(Saved entries)
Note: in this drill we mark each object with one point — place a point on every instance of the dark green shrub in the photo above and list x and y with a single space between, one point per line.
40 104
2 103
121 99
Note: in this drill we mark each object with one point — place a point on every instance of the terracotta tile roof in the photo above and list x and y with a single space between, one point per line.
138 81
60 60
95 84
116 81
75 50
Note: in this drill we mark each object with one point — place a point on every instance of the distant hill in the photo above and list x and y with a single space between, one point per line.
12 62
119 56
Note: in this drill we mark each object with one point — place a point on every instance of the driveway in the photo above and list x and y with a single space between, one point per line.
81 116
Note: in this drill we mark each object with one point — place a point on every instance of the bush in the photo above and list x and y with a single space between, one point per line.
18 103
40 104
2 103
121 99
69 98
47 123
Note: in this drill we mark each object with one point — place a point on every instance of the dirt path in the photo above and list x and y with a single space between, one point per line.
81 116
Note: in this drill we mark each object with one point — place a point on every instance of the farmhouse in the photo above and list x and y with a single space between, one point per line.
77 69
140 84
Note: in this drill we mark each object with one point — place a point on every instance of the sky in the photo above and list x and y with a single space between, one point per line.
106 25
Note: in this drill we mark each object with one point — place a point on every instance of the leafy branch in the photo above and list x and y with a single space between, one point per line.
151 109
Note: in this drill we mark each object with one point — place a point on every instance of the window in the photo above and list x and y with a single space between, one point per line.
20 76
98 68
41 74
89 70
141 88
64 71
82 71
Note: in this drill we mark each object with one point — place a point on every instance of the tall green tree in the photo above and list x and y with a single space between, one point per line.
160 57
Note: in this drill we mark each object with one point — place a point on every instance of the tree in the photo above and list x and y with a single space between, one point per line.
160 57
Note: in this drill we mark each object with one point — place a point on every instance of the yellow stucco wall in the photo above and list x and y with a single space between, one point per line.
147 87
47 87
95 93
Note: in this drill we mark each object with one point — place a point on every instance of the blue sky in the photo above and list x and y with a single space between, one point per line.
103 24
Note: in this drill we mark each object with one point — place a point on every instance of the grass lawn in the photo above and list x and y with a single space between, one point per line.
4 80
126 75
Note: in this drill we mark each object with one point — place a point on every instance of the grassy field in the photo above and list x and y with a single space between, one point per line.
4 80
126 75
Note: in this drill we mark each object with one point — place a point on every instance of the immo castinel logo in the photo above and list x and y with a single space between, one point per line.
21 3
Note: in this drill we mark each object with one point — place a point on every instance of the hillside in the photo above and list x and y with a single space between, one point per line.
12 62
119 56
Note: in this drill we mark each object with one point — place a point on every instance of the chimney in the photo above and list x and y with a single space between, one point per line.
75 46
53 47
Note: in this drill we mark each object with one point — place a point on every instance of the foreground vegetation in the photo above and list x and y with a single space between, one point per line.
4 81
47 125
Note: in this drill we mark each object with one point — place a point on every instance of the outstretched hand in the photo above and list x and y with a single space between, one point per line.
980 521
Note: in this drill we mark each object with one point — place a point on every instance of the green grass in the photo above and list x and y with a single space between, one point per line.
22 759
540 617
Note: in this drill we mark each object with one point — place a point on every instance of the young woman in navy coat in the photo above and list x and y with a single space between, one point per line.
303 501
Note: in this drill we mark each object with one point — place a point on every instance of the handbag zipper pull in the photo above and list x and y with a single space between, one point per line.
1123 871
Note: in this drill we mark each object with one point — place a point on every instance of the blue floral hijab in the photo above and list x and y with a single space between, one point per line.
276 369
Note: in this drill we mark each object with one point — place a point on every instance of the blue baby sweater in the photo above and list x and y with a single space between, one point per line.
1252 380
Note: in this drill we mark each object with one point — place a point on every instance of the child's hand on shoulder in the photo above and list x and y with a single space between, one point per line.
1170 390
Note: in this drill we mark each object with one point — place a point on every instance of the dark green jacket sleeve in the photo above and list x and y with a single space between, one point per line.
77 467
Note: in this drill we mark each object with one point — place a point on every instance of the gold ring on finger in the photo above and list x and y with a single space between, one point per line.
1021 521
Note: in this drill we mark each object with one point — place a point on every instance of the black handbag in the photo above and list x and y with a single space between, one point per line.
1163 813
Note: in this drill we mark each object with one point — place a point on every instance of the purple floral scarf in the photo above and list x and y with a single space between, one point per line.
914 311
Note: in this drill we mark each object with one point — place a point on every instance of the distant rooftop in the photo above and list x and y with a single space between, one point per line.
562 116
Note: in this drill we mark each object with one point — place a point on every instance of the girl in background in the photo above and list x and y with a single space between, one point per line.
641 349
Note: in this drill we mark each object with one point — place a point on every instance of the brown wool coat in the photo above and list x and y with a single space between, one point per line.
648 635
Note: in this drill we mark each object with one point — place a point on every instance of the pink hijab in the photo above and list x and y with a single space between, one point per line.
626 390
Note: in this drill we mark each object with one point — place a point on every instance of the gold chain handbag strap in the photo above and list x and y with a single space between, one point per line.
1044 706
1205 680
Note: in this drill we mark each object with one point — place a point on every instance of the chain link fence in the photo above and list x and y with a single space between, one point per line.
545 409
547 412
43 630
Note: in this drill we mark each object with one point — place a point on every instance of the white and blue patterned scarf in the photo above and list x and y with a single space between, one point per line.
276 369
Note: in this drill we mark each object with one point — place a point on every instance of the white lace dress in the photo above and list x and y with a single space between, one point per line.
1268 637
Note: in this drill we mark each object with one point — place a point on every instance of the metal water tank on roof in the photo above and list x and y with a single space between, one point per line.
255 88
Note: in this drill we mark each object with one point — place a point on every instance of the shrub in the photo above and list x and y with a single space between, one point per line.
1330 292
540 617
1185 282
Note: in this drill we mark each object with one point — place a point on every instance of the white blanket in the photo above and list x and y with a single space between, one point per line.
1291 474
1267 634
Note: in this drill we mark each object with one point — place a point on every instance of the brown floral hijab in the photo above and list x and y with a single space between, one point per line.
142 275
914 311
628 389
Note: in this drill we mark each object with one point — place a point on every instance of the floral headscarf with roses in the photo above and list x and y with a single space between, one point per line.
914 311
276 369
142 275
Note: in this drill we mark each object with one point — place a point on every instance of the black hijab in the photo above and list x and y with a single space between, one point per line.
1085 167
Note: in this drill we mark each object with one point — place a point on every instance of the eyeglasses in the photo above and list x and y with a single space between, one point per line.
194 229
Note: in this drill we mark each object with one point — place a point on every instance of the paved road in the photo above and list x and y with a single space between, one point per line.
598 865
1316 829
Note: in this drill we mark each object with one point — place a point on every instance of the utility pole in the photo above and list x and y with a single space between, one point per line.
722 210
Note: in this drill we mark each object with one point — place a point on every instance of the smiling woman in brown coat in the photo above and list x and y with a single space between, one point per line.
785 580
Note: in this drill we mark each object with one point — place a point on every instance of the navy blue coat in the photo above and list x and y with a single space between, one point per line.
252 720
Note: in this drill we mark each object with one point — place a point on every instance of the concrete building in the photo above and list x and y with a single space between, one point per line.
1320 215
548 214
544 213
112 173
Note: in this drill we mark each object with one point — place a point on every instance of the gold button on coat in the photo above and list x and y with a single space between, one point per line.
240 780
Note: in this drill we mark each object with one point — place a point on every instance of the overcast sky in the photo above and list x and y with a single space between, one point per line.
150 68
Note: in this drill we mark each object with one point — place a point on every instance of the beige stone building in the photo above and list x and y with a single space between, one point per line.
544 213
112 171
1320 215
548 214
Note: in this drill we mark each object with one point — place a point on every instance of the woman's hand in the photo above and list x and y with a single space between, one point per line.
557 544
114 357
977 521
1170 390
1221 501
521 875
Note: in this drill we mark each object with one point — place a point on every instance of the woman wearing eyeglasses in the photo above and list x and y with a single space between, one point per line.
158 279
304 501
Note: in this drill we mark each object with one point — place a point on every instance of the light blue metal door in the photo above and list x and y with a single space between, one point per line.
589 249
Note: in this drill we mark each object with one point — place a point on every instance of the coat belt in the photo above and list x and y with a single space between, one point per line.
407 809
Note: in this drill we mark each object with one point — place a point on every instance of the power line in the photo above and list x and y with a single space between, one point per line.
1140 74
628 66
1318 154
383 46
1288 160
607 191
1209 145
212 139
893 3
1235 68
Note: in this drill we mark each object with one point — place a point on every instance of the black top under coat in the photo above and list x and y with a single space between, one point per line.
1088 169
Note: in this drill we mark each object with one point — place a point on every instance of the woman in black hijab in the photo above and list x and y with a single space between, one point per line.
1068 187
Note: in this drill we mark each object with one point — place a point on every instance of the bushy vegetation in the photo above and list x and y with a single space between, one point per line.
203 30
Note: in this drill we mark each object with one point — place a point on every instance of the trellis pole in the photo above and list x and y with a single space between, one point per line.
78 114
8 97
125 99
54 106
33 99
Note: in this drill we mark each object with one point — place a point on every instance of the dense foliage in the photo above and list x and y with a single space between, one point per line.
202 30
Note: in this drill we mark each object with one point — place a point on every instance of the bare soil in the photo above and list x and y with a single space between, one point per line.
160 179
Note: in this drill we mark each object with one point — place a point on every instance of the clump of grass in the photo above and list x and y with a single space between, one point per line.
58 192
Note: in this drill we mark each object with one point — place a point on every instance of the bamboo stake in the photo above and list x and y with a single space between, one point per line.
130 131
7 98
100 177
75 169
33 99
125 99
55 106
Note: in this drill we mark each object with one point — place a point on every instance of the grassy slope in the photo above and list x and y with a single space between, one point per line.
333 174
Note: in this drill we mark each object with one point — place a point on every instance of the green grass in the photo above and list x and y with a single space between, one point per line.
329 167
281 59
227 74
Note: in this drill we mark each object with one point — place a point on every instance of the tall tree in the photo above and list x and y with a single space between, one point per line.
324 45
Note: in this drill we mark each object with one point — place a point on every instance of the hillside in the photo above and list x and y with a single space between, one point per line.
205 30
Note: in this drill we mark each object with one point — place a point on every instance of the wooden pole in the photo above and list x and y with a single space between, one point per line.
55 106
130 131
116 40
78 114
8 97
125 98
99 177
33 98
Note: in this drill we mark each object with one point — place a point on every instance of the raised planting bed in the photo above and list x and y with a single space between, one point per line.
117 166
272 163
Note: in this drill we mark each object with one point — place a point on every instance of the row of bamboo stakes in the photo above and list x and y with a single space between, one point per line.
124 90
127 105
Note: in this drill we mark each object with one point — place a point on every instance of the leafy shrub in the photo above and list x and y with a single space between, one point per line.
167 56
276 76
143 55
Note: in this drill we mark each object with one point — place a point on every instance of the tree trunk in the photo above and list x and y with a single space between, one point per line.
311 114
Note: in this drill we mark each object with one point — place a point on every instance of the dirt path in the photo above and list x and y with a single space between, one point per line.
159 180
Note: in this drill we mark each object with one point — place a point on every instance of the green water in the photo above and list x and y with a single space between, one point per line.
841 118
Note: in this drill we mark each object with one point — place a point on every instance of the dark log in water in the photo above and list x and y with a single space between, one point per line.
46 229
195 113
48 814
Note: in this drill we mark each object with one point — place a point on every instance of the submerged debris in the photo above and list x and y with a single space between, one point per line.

WHAT TO PRODUCE:
Reproduce word for word the lines above, starting at the line that contains "the dark log" and ending with the last line of the items.

WRITTEN SOLUTION:
Note: in this drill we mark each object with one point — place a point on every instance of the dark log in water in the photo above and list x and y with a single space between, one point per line.
46 229
195 113
48 814
Note: in this drill we mark each object with one point — place a point on every instance of the submerged debris in the photo above and list x and y with a single space between, one point per line.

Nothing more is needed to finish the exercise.